Begin Data for processing
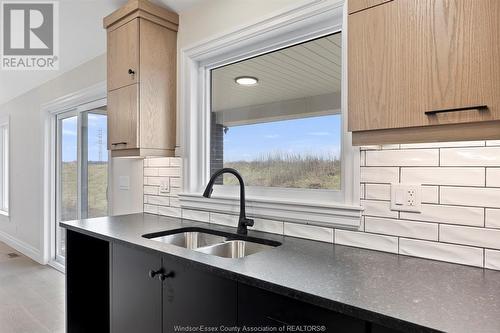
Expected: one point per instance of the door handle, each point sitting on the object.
(465, 108)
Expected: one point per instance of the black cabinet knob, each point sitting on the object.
(164, 276)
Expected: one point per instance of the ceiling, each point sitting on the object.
(305, 70)
(81, 39)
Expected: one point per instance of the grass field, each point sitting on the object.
(288, 170)
(97, 184)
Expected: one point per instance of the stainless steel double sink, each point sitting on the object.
(213, 242)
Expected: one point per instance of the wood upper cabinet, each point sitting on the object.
(424, 70)
(142, 66)
(123, 55)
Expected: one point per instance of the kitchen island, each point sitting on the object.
(337, 288)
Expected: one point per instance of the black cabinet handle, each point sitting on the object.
(153, 273)
(164, 276)
(465, 108)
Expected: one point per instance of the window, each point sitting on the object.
(4, 167)
(268, 99)
(276, 118)
(81, 167)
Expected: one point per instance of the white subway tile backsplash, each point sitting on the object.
(152, 190)
(378, 191)
(443, 176)
(420, 230)
(480, 197)
(169, 172)
(482, 237)
(271, 226)
(176, 182)
(150, 172)
(366, 240)
(492, 259)
(424, 157)
(196, 215)
(473, 216)
(378, 208)
(439, 251)
(175, 162)
(479, 156)
(158, 162)
(224, 219)
(379, 175)
(308, 231)
(493, 177)
(430, 194)
(492, 218)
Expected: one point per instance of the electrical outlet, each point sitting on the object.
(406, 197)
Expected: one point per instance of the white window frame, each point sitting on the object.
(5, 165)
(83, 100)
(292, 26)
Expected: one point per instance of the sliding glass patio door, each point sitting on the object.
(81, 168)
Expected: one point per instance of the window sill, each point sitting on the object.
(323, 214)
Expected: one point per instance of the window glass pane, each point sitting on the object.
(276, 118)
(69, 169)
(97, 163)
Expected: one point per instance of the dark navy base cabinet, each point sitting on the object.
(114, 287)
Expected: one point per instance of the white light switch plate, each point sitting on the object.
(406, 197)
(124, 183)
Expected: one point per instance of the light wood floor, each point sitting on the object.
(31, 295)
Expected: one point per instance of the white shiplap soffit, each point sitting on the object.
(298, 24)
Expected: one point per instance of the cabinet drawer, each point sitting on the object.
(257, 307)
(358, 5)
(123, 55)
(123, 116)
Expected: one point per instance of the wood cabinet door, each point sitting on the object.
(193, 297)
(123, 55)
(135, 296)
(123, 118)
(409, 57)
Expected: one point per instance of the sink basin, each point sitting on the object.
(191, 239)
(234, 249)
(213, 242)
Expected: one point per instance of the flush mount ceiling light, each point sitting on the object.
(246, 80)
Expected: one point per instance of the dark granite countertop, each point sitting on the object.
(401, 292)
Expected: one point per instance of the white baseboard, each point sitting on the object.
(22, 247)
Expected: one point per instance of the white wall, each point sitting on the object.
(23, 229)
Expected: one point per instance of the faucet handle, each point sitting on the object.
(249, 222)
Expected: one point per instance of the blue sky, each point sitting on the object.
(69, 137)
(315, 135)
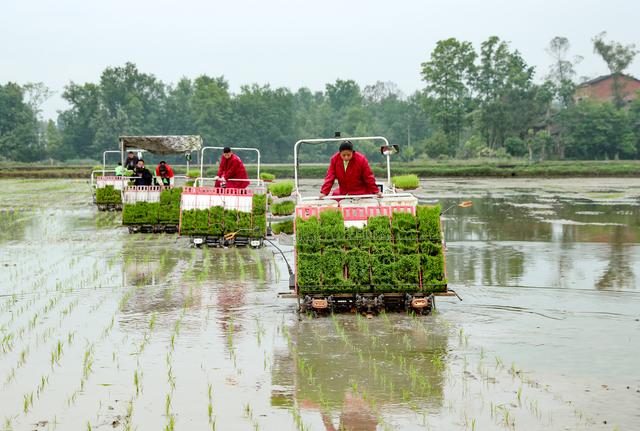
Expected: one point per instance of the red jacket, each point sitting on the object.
(232, 169)
(169, 171)
(357, 180)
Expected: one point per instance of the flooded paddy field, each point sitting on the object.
(100, 329)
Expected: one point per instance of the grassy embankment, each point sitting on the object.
(450, 168)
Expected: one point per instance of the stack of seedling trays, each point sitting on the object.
(160, 216)
(222, 221)
(108, 198)
(397, 255)
(281, 207)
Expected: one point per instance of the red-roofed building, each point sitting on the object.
(601, 89)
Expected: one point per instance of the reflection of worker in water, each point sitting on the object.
(231, 168)
(144, 176)
(352, 171)
(164, 174)
(356, 415)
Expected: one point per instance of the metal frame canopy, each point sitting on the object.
(181, 144)
(325, 141)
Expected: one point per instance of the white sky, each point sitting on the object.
(285, 42)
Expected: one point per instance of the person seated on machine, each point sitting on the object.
(164, 175)
(231, 168)
(144, 177)
(352, 171)
(131, 162)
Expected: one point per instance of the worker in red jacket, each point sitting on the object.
(352, 171)
(231, 168)
(164, 174)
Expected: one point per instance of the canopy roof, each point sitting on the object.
(162, 144)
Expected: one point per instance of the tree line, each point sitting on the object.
(475, 103)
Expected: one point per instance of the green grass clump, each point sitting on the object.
(405, 233)
(282, 189)
(309, 271)
(244, 223)
(386, 256)
(406, 182)
(265, 176)
(108, 195)
(283, 208)
(356, 238)
(216, 227)
(230, 221)
(379, 229)
(308, 235)
(429, 223)
(169, 210)
(332, 232)
(259, 204)
(140, 213)
(332, 265)
(358, 265)
(283, 227)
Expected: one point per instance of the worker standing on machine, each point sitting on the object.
(164, 174)
(352, 171)
(144, 177)
(231, 168)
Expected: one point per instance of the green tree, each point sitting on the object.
(211, 107)
(263, 119)
(598, 130)
(562, 70)
(506, 93)
(54, 145)
(18, 132)
(76, 122)
(448, 75)
(179, 117)
(618, 58)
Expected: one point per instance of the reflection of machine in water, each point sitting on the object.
(350, 369)
(158, 275)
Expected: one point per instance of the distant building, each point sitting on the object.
(601, 89)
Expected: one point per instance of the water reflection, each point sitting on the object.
(346, 368)
(546, 241)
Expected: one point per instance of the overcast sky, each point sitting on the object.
(285, 42)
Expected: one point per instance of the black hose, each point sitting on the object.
(283, 256)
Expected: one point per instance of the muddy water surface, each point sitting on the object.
(100, 329)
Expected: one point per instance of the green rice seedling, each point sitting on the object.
(283, 208)
(230, 221)
(136, 381)
(406, 182)
(108, 195)
(332, 264)
(27, 402)
(332, 232)
(265, 176)
(358, 268)
(167, 405)
(216, 221)
(429, 223)
(283, 227)
(308, 235)
(281, 189)
(244, 223)
(259, 204)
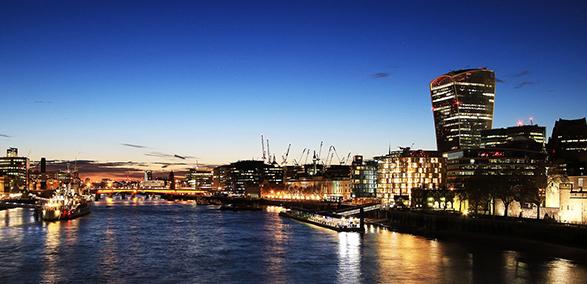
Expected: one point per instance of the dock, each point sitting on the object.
(336, 223)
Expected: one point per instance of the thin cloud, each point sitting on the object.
(380, 75)
(42, 102)
(133, 145)
(524, 84)
(521, 74)
(158, 155)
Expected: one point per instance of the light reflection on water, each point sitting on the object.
(185, 243)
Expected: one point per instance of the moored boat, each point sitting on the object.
(66, 204)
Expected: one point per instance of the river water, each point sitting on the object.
(179, 243)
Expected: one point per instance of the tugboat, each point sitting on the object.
(66, 204)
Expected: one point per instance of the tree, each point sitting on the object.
(477, 189)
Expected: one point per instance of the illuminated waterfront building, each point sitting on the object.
(462, 104)
(503, 161)
(499, 137)
(148, 175)
(363, 177)
(566, 197)
(15, 171)
(247, 177)
(12, 152)
(401, 171)
(317, 188)
(199, 179)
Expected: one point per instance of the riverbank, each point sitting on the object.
(560, 240)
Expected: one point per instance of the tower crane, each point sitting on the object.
(263, 147)
(284, 158)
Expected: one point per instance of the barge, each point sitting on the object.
(336, 223)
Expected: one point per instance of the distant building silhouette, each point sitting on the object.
(567, 146)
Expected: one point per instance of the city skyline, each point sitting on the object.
(102, 86)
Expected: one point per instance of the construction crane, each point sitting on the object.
(297, 162)
(263, 147)
(326, 161)
(307, 155)
(345, 160)
(268, 152)
(319, 152)
(284, 157)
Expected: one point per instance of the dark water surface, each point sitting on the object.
(197, 244)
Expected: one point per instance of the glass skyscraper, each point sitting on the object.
(462, 103)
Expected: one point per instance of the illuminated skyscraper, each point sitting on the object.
(462, 104)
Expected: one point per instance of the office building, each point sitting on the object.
(199, 179)
(567, 147)
(401, 171)
(15, 171)
(462, 105)
(363, 177)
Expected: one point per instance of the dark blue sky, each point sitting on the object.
(77, 78)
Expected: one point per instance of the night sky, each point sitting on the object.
(79, 78)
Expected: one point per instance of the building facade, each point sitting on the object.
(462, 165)
(199, 179)
(247, 177)
(567, 147)
(316, 188)
(499, 137)
(462, 104)
(363, 177)
(15, 171)
(401, 171)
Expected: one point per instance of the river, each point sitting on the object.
(197, 244)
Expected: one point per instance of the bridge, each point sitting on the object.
(152, 191)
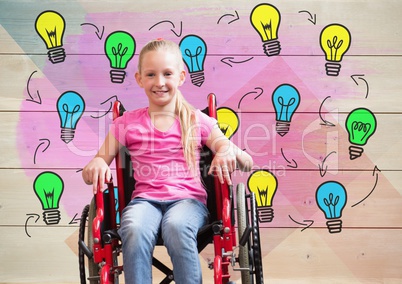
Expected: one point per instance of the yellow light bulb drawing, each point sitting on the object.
(50, 26)
(264, 185)
(266, 19)
(335, 40)
(228, 121)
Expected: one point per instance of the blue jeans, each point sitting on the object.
(178, 223)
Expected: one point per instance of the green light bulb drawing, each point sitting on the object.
(361, 125)
(48, 187)
(119, 49)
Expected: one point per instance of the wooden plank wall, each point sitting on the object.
(297, 246)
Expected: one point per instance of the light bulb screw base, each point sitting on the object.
(282, 127)
(56, 55)
(355, 152)
(272, 47)
(265, 214)
(117, 76)
(67, 135)
(334, 226)
(51, 216)
(332, 68)
(197, 78)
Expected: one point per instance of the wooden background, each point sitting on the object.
(369, 247)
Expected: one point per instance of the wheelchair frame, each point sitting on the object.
(104, 246)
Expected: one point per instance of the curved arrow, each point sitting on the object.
(230, 15)
(291, 165)
(37, 92)
(325, 122)
(360, 77)
(166, 21)
(253, 92)
(375, 185)
(312, 18)
(97, 30)
(26, 222)
(46, 141)
(229, 59)
(110, 106)
(306, 226)
(321, 167)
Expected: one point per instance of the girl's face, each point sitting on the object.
(160, 78)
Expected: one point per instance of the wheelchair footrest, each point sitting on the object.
(110, 235)
(85, 249)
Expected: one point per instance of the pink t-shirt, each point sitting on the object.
(160, 169)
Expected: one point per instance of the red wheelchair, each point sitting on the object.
(100, 222)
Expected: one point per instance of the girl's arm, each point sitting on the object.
(227, 156)
(97, 171)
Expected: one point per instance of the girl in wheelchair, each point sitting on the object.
(164, 141)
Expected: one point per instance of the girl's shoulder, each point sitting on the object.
(139, 113)
(136, 116)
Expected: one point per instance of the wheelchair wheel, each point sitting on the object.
(81, 236)
(256, 245)
(93, 268)
(242, 223)
(87, 216)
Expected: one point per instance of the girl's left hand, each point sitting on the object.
(223, 164)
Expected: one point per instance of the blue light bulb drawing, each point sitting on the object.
(70, 107)
(194, 51)
(331, 199)
(285, 99)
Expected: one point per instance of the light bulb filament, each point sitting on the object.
(267, 28)
(358, 127)
(49, 197)
(285, 108)
(192, 57)
(224, 129)
(52, 35)
(70, 115)
(331, 204)
(118, 54)
(334, 46)
(263, 194)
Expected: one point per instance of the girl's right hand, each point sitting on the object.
(96, 172)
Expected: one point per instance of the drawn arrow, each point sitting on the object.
(32, 215)
(360, 76)
(37, 96)
(324, 122)
(97, 29)
(312, 18)
(306, 226)
(259, 92)
(292, 164)
(74, 220)
(321, 167)
(110, 106)
(236, 17)
(229, 60)
(45, 142)
(166, 21)
(375, 172)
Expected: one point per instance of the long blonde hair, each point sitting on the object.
(183, 109)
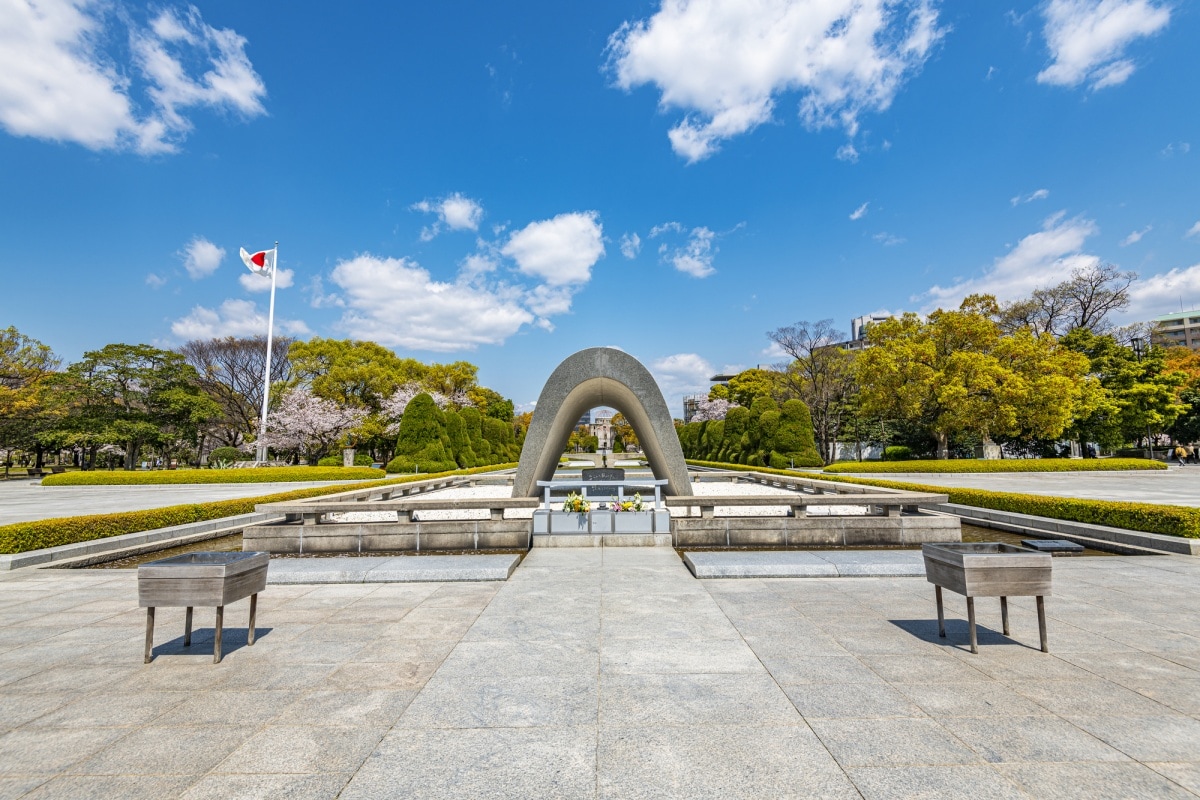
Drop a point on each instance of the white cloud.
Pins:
(1039, 259)
(679, 374)
(55, 82)
(1087, 38)
(1159, 294)
(478, 264)
(202, 258)
(1038, 194)
(397, 304)
(630, 245)
(1135, 236)
(456, 212)
(724, 61)
(561, 251)
(693, 257)
(234, 318)
(665, 228)
(256, 282)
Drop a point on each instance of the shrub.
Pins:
(227, 455)
(256, 475)
(898, 452)
(1001, 465)
(1167, 519)
(360, 459)
(23, 536)
(423, 444)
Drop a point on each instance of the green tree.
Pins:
(958, 371)
(750, 384)
(349, 372)
(424, 443)
(1135, 395)
(821, 374)
(29, 401)
(135, 395)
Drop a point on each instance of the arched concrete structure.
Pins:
(587, 379)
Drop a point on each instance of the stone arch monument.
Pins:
(600, 377)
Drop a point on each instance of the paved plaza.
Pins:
(607, 673)
(25, 500)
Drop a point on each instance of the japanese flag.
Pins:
(261, 263)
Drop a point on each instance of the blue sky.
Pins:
(511, 182)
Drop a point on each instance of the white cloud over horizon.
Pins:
(1159, 294)
(258, 282)
(630, 245)
(1038, 194)
(454, 211)
(1087, 38)
(561, 251)
(202, 258)
(1135, 236)
(695, 256)
(57, 83)
(681, 374)
(1039, 259)
(724, 62)
(233, 318)
(396, 302)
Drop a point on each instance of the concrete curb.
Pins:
(400, 569)
(805, 564)
(1119, 540)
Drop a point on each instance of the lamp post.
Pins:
(1141, 349)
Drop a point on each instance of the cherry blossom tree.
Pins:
(310, 423)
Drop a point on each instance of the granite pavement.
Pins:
(607, 673)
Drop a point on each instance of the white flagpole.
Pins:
(261, 455)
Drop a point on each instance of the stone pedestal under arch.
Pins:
(585, 380)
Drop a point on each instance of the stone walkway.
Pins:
(607, 674)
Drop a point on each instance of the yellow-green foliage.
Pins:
(23, 536)
(255, 475)
(997, 465)
(1171, 521)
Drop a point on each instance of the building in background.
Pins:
(1180, 329)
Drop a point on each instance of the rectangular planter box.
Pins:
(633, 522)
(988, 569)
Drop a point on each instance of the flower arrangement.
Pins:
(576, 503)
(629, 505)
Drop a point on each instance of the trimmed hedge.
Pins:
(250, 475)
(227, 453)
(1147, 517)
(1168, 519)
(23, 536)
(360, 459)
(1001, 465)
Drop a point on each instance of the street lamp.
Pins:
(1141, 349)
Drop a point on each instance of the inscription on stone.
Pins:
(598, 474)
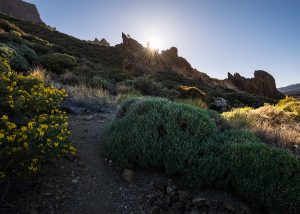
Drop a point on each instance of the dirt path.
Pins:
(89, 184)
(98, 187)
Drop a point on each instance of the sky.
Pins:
(215, 36)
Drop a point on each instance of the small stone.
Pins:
(88, 117)
(169, 190)
(227, 205)
(183, 196)
(188, 205)
(245, 208)
(197, 200)
(195, 210)
(74, 180)
(127, 175)
(47, 193)
(167, 199)
(177, 206)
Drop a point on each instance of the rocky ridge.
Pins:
(262, 84)
(21, 10)
(151, 61)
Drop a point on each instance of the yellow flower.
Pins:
(4, 118)
(31, 124)
(10, 125)
(11, 138)
(25, 145)
(23, 128)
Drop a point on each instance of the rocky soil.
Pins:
(89, 183)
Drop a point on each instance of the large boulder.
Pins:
(262, 84)
(21, 10)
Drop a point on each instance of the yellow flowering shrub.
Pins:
(33, 129)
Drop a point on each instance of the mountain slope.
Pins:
(291, 89)
(20, 9)
(112, 66)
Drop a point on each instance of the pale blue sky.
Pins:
(215, 36)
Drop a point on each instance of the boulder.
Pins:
(262, 84)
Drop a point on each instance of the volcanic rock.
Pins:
(262, 84)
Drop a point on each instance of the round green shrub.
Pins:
(155, 132)
(57, 62)
(267, 176)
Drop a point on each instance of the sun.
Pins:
(154, 44)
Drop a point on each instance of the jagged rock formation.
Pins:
(293, 90)
(262, 84)
(148, 60)
(21, 10)
(152, 61)
(102, 42)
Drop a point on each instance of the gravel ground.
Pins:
(88, 183)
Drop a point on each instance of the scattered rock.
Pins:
(183, 196)
(228, 206)
(262, 84)
(177, 206)
(195, 210)
(88, 117)
(197, 200)
(74, 180)
(127, 175)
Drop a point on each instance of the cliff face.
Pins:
(21, 10)
(293, 90)
(102, 42)
(262, 84)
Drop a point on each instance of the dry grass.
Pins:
(197, 102)
(275, 126)
(91, 98)
(41, 74)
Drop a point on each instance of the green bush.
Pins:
(267, 176)
(191, 92)
(118, 75)
(147, 86)
(57, 62)
(19, 56)
(33, 129)
(156, 132)
(290, 104)
(99, 82)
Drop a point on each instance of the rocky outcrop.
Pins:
(262, 84)
(151, 60)
(21, 10)
(102, 42)
(292, 90)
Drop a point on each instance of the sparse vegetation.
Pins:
(33, 130)
(171, 134)
(275, 124)
(181, 139)
(57, 62)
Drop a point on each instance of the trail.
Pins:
(97, 184)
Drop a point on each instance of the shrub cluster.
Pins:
(290, 104)
(147, 86)
(156, 134)
(20, 56)
(33, 130)
(181, 139)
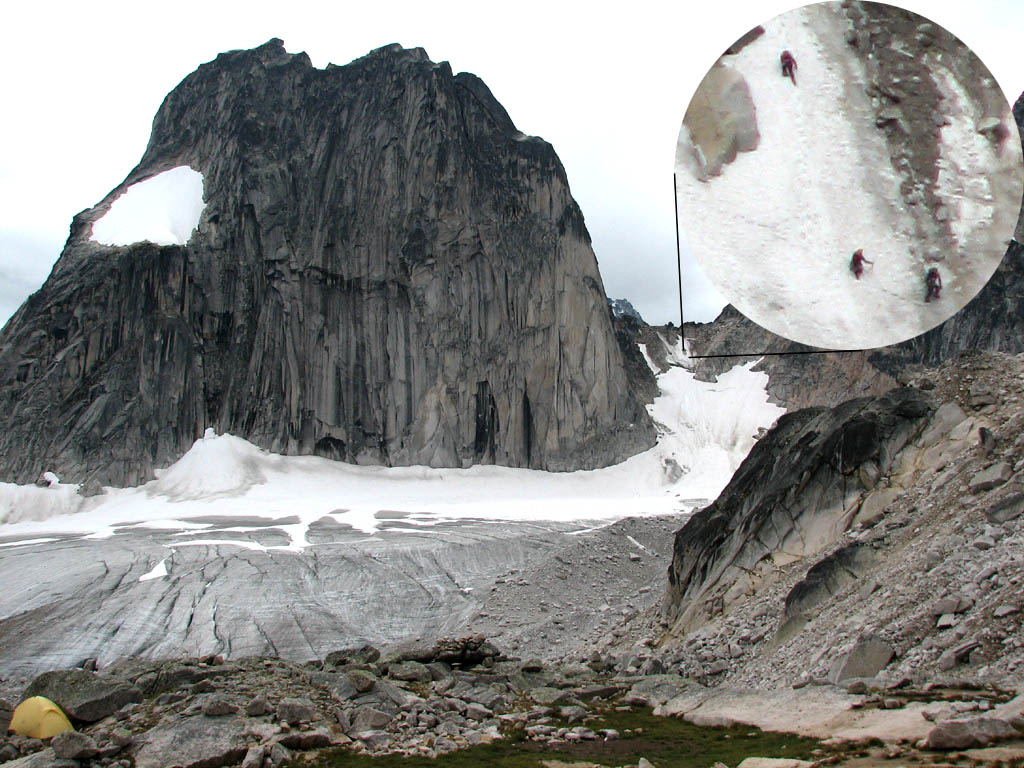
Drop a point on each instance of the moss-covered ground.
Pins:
(668, 742)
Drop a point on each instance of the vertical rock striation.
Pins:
(386, 271)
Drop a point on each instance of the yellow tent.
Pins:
(39, 718)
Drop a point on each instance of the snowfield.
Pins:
(706, 430)
(164, 209)
(775, 231)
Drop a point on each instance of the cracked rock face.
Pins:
(776, 511)
(386, 271)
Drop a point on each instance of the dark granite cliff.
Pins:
(386, 271)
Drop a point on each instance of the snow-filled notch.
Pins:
(163, 209)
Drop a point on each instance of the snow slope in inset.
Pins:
(706, 431)
(164, 209)
(776, 229)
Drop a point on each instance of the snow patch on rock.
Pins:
(163, 209)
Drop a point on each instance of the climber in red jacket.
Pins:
(857, 263)
(788, 66)
(933, 282)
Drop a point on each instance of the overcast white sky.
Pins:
(606, 84)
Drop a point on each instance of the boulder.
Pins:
(868, 656)
(82, 694)
(295, 711)
(410, 672)
(74, 745)
(966, 734)
(198, 741)
(989, 478)
(1007, 510)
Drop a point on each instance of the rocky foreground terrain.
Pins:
(434, 698)
(899, 622)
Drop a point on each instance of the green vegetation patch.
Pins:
(668, 742)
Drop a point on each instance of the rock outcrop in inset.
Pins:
(721, 121)
(386, 271)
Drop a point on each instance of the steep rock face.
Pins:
(801, 486)
(386, 271)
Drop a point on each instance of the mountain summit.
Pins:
(381, 268)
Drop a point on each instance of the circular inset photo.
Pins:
(849, 174)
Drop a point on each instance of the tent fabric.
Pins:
(39, 718)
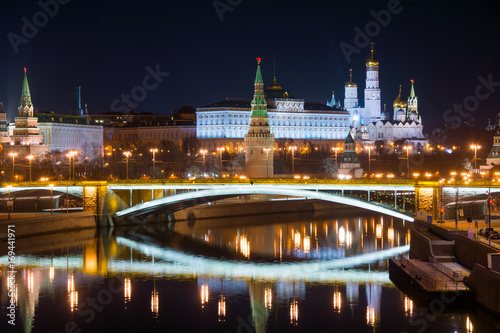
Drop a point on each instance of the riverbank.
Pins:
End Data for processing
*Problem to solve*.
Take the records above from the line with "Drop a point on each instance of the rocky foreground" down to their last line and please copy those lines exactly, without the pictures.

*Written response*.
Drop a point on each instance of the rocky foreground terrain.
Pins:
(434, 698)
(899, 622)
Drop a point on each instance of the green vegetation patch.
Pins:
(668, 742)
Drop a point on each instance of the rock outcrop in inset.
Pins:
(721, 121)
(386, 271)
Drop a point on each instance of the steep rock face.
Pins:
(801, 486)
(386, 271)
Drop a point on each instance of the mountain summit.
Pins:
(381, 268)
Drop a point on each instance of the circular inset photo.
Pins:
(849, 174)
Drop a point on each instance of the tent fabric.
Pins:
(39, 718)
Drop a point on each instance of the riverbank.
Pins:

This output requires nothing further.